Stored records
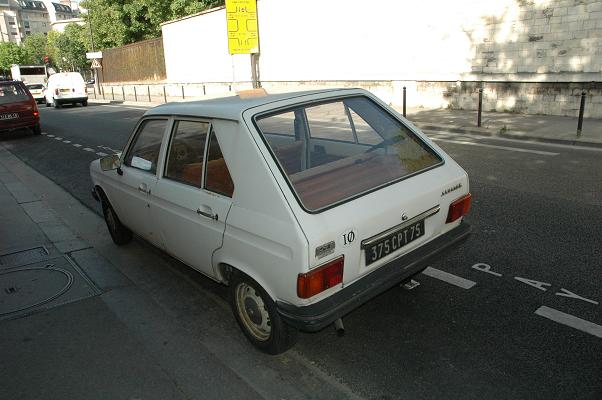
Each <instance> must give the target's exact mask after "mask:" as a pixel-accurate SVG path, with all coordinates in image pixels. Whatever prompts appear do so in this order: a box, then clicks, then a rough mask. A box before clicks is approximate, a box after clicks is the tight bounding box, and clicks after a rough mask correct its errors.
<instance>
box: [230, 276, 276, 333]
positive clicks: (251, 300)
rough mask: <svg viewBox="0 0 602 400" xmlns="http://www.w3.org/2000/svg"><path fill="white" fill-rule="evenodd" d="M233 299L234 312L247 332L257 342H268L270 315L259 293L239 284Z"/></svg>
mask: <svg viewBox="0 0 602 400" xmlns="http://www.w3.org/2000/svg"><path fill="white" fill-rule="evenodd" d="M235 297H236V310H237V312H238V315H239V316H240V319H241V321H242V322H243V324H244V326H245V327H246V328H247V331H248V332H249V333H250V334H251V335H253V337H255V338H256V339H257V340H260V341H266V340H268V339H269V338H270V334H271V332H272V326H271V321H270V315H269V313H268V310H267V307H266V306H265V303H264V302H263V299H262V298H261V296H260V295H259V293H257V291H256V290H255V288H253V287H252V286H249V285H248V284H246V283H240V284H238V286H237V287H236V291H235Z"/></svg>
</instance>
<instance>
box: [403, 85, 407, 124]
mask: <svg viewBox="0 0 602 400" xmlns="http://www.w3.org/2000/svg"><path fill="white" fill-rule="evenodd" d="M403 117H404V118H405V117H406V87H405V86H404V87H403Z"/></svg>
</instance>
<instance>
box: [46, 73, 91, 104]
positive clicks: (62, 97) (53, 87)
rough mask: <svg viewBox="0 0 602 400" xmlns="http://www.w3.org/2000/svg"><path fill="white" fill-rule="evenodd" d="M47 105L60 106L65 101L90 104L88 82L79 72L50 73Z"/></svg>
mask: <svg viewBox="0 0 602 400" xmlns="http://www.w3.org/2000/svg"><path fill="white" fill-rule="evenodd" d="M45 97H46V107H50V106H54V107H55V108H60V107H61V106H62V105H63V104H65V103H71V104H76V103H81V104H82V106H84V107H85V106H87V105H88V92H87V91H86V83H85V82H84V78H83V77H82V75H81V74H80V73H79V72H60V73H58V74H54V75H50V77H49V78H48V85H47V88H46V93H45Z"/></svg>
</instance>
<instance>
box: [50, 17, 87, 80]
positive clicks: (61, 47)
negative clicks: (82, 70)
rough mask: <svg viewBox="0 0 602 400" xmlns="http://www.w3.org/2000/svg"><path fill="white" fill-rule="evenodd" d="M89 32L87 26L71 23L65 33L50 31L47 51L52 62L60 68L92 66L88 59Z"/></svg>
mask: <svg viewBox="0 0 602 400" xmlns="http://www.w3.org/2000/svg"><path fill="white" fill-rule="evenodd" d="M89 46H90V45H89V39H88V33H87V30H86V27H85V26H80V25H77V24H69V25H67V26H66V27H65V31H64V32H63V33H60V32H54V31H53V32H49V34H48V46H47V52H48V55H49V56H50V57H51V60H52V63H53V64H54V65H55V66H56V67H58V68H59V69H60V70H66V71H80V70H82V69H88V68H89V67H90V62H89V60H87V59H86V52H87V51H88V49H89Z"/></svg>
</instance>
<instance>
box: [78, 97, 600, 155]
mask: <svg viewBox="0 0 602 400" xmlns="http://www.w3.org/2000/svg"><path fill="white" fill-rule="evenodd" d="M233 94H234V93H231V94H228V95H233ZM215 97H219V96H215V95H214V96H206V97H204V98H203V99H204V100H209V99H211V98H215ZM197 100H199V99H197ZM89 101H90V103H99V104H109V103H116V104H124V105H130V106H136V105H137V106H143V107H155V106H158V105H160V104H163V98H160V99H159V98H156V97H155V98H154V99H153V101H152V102H148V101H138V102H135V101H129V100H126V101H121V100H115V101H111V100H102V99H92V98H91V99H90V100H89ZM168 101H177V102H181V101H193V99H186V100H182V99H181V98H168ZM394 108H395V109H396V110H397V111H398V112H399V113H402V108H401V107H399V106H395V107H394ZM407 118H408V120H410V121H411V122H412V123H413V124H414V125H416V126H417V127H418V128H420V129H422V130H425V131H427V133H428V131H436V132H438V133H446V132H449V133H461V134H467V135H480V136H492V137H501V138H507V139H519V140H531V141H541V142H548V143H559V144H567V145H578V146H590V147H602V119H595V118H585V119H584V120H583V129H582V132H581V136H580V137H577V117H576V116H575V117H560V116H554V115H526V114H514V113H498V112H484V113H483V114H482V115H481V127H480V128H479V127H477V112H476V111H470V110H447V109H434V110H424V109H420V108H409V109H407Z"/></svg>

◆ WHAT IS REQUIRED:
Please set down only the lines from the first line of the records above through the line that has "positive clicks: (251, 300)", exactly, and not the pictures.

◆ ANSWER TO THE EXERCISE:
Each <instance> must give the target's exact mask after "mask:" as a pixel-accurate SVG path, with all coordinates in image pixels. Whatever prompts appear do so in this order: a box, then clicks, then a rough mask. A box before clicks is approximate, a box after clicks is the tight bounding box, and clicks after a rough mask correct its errors.
<instance>
box: [230, 276, 276, 333]
positive clicks: (251, 300)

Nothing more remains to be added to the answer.